> [Page extract]:
※
Hierarchical Regression

- Regression procedure when the ordering of variables is based on a theoretical model. - This form of regression uses many of the tools developed for prediction but involves a greater exercise of judgment guided by theory and knowledge of the area of research.

Understand how SSsub is calculated and ignored as a source of error variability.

- SS(sub) is calculated by taking every subjects mean and subtracting the grand mean. Then that number is squared. This is done for every subject and then summed together. It is then multiplied by the number of groups (i.e., treatment conditions). - It is then ignored in through the calculation of SS(subxRM) = SS(T) - SS(RM) - SS(sub) - SSsub is ignored because it is individual differences.

Explain how different procedures affect how predictors are placed into a multiple regression equation (e.g., backward, stepwise), when these procedures are most useful, and which is most recommended.

- Stepwise is the most recommended, but it also depends on the data. - They are useful at being able to partition the degree of influence of all the predictors.
※
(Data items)
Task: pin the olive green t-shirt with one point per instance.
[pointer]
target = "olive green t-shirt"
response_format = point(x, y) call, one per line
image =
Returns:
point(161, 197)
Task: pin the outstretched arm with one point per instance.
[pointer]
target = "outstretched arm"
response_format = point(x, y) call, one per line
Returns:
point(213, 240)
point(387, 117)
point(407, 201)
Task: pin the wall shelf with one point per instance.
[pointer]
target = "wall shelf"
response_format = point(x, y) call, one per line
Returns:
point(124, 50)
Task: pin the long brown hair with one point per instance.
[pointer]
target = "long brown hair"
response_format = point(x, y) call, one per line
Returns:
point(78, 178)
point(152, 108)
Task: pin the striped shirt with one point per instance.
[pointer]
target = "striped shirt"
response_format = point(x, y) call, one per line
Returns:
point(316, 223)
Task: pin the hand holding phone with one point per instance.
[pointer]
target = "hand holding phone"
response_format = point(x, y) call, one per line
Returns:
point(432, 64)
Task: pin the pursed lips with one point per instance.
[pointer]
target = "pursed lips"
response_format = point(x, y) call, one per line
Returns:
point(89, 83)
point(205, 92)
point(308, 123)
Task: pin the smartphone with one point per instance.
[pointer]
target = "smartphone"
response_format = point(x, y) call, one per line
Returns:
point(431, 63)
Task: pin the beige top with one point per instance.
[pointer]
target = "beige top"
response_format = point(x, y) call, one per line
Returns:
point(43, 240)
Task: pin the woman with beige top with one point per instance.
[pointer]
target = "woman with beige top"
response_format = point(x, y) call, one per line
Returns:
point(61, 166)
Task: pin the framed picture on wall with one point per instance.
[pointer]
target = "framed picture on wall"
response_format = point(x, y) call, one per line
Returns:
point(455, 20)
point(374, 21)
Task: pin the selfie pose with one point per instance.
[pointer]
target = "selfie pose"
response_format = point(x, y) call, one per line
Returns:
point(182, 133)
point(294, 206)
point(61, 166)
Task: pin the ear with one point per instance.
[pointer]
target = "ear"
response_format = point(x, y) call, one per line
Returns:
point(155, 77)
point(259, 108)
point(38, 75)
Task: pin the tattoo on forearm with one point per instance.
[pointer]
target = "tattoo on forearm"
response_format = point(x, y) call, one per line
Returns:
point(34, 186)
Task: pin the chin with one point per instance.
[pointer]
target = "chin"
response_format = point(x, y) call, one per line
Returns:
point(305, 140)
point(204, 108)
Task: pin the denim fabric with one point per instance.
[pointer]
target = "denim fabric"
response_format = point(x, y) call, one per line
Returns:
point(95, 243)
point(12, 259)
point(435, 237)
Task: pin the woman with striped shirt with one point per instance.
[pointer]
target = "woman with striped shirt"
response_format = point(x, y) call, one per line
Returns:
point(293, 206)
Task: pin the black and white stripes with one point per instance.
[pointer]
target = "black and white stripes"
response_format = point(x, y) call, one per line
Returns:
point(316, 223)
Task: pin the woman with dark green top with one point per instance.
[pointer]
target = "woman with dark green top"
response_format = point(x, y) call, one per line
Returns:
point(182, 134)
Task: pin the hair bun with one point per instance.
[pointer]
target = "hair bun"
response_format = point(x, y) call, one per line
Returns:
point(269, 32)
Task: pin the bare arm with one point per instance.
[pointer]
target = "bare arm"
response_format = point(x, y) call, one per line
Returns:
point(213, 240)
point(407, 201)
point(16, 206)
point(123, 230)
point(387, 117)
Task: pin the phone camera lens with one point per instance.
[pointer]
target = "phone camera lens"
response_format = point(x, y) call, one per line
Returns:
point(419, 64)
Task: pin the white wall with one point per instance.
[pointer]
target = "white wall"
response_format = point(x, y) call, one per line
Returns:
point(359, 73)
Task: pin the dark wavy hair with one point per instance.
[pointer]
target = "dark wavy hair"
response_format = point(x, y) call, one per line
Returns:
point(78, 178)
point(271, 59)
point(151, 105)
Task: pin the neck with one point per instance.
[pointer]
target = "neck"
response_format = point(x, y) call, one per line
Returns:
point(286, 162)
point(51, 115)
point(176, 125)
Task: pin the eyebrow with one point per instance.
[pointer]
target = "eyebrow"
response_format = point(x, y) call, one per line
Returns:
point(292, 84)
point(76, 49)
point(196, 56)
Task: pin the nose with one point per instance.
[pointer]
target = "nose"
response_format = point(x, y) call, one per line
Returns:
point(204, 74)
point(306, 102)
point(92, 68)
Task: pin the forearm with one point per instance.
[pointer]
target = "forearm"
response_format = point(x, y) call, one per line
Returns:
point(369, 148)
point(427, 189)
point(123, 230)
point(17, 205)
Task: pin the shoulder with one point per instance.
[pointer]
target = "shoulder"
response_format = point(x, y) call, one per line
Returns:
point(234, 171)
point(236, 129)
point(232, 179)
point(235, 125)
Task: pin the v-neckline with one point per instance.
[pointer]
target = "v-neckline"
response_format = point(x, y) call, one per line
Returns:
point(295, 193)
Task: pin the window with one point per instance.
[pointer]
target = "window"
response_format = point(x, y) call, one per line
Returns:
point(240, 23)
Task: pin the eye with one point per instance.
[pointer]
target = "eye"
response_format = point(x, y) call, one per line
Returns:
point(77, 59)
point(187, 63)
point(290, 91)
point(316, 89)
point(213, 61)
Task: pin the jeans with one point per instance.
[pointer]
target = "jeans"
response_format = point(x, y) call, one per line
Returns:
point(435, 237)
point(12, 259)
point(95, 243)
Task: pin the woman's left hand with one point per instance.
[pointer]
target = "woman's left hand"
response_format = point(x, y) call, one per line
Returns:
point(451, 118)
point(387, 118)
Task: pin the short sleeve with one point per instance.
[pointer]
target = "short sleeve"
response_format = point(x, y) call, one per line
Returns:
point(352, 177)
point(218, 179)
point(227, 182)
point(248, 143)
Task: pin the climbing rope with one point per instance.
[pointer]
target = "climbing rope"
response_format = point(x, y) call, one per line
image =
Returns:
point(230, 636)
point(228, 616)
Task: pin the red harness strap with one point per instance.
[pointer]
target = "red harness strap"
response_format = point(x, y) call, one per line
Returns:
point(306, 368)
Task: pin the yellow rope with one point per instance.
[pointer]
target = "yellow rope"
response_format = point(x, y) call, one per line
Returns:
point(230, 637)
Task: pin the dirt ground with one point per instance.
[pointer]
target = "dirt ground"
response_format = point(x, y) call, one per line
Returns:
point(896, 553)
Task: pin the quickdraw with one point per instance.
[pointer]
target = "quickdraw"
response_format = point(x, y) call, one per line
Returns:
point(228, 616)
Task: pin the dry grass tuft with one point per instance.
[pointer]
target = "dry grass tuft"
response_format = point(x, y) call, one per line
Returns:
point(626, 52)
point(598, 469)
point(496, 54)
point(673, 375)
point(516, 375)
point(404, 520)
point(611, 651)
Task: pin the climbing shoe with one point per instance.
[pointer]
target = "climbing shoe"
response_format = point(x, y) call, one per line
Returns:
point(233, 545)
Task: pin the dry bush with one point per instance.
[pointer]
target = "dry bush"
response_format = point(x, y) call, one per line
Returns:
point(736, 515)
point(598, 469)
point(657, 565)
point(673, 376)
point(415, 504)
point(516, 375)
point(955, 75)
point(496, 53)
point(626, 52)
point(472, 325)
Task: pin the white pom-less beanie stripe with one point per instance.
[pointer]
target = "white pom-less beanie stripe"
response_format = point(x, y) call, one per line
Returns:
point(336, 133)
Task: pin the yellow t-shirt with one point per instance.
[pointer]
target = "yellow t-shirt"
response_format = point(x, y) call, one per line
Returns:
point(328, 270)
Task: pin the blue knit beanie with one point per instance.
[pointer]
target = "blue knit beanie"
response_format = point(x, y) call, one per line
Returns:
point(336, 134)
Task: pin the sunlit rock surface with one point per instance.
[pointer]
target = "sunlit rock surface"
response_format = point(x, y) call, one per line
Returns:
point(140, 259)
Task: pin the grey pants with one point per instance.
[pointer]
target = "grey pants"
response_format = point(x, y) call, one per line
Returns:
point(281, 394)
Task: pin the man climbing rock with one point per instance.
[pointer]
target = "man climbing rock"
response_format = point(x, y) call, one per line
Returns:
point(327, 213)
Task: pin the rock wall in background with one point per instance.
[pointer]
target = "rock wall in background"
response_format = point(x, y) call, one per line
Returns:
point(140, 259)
※
> [Goal of the exercise]: Reproduce the part of the regression notes above that begins with the words "Hierarchical Regression" and ends with "of error variability.".

> [Result of this task]:
Hierarchical Regression

- Regression procedure when the ordering of variables is based on a theoretical model. - This form of regression uses many of the tools developed for prediction but involves a greater exercise of judgment guided by theory and knowledge of the area of research.

Understand how SSsub is calculated and ignored as a source of error variability.